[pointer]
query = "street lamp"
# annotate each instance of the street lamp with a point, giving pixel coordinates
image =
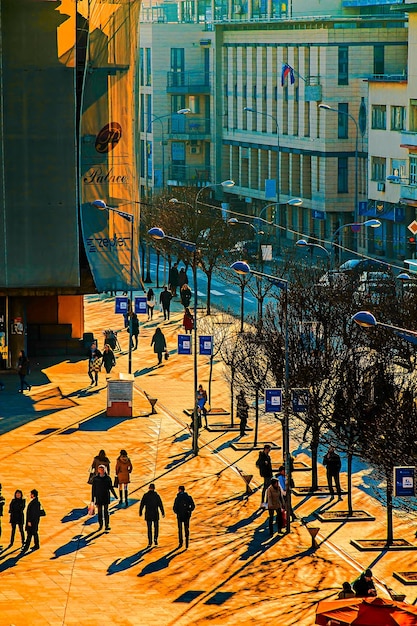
(326, 107)
(158, 234)
(372, 223)
(129, 217)
(241, 267)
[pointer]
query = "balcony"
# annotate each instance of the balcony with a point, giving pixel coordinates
(180, 83)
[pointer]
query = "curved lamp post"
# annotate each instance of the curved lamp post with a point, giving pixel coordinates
(243, 268)
(372, 223)
(158, 233)
(129, 217)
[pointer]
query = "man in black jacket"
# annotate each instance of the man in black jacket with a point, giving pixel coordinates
(332, 463)
(34, 512)
(152, 502)
(100, 494)
(264, 464)
(183, 508)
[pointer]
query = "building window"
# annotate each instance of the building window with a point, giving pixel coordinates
(379, 115)
(343, 120)
(343, 65)
(378, 169)
(397, 118)
(342, 175)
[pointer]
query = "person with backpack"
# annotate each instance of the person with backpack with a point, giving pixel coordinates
(183, 508)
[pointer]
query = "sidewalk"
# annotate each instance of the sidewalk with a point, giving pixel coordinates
(232, 572)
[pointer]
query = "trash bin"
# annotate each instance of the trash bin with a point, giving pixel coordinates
(120, 396)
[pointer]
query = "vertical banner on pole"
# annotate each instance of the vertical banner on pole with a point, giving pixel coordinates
(273, 400)
(206, 345)
(184, 344)
(140, 305)
(121, 305)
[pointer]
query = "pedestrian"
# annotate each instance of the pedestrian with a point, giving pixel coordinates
(185, 293)
(202, 404)
(134, 331)
(109, 360)
(100, 459)
(150, 303)
(183, 508)
(188, 321)
(123, 469)
(182, 278)
(159, 344)
(2, 503)
(100, 495)
(165, 298)
(332, 463)
(242, 412)
(364, 585)
(264, 464)
(152, 504)
(347, 592)
(275, 504)
(23, 370)
(17, 515)
(173, 279)
(94, 363)
(34, 512)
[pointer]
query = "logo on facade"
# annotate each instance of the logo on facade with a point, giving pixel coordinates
(108, 137)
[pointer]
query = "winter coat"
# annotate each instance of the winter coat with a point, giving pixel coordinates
(158, 342)
(274, 498)
(183, 505)
(16, 510)
(152, 503)
(101, 488)
(123, 469)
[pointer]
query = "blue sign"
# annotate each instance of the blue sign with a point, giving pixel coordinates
(140, 305)
(206, 344)
(184, 344)
(404, 481)
(273, 400)
(122, 305)
(300, 398)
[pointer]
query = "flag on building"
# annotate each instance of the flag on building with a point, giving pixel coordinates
(287, 69)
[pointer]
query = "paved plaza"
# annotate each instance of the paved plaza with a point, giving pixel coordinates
(232, 572)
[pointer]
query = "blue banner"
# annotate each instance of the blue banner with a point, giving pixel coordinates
(140, 305)
(206, 345)
(273, 400)
(184, 344)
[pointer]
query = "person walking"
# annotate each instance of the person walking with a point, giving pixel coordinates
(100, 459)
(100, 495)
(123, 469)
(150, 303)
(34, 512)
(333, 464)
(173, 279)
(159, 344)
(165, 298)
(183, 508)
(185, 293)
(152, 504)
(134, 328)
(188, 321)
(109, 360)
(275, 504)
(17, 515)
(23, 371)
(242, 412)
(94, 363)
(264, 464)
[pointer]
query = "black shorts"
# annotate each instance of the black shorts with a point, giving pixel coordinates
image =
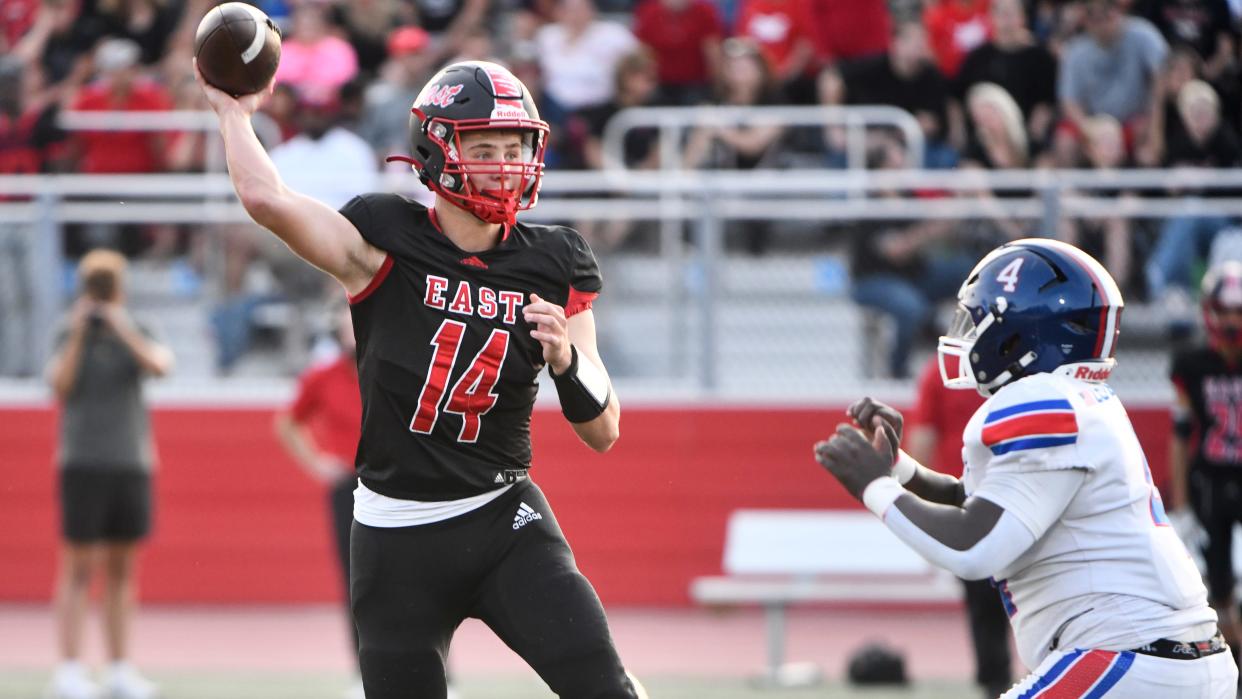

◆ ◆ ◆ ◆ ◆ ◆ ◆

Pull out every line of the items above that contains the word "facade". Case counts.

# FULL RESPONSE
query = "logo on facade"
# annotate each instance of the logo on facade with a point, giving pixel coordinates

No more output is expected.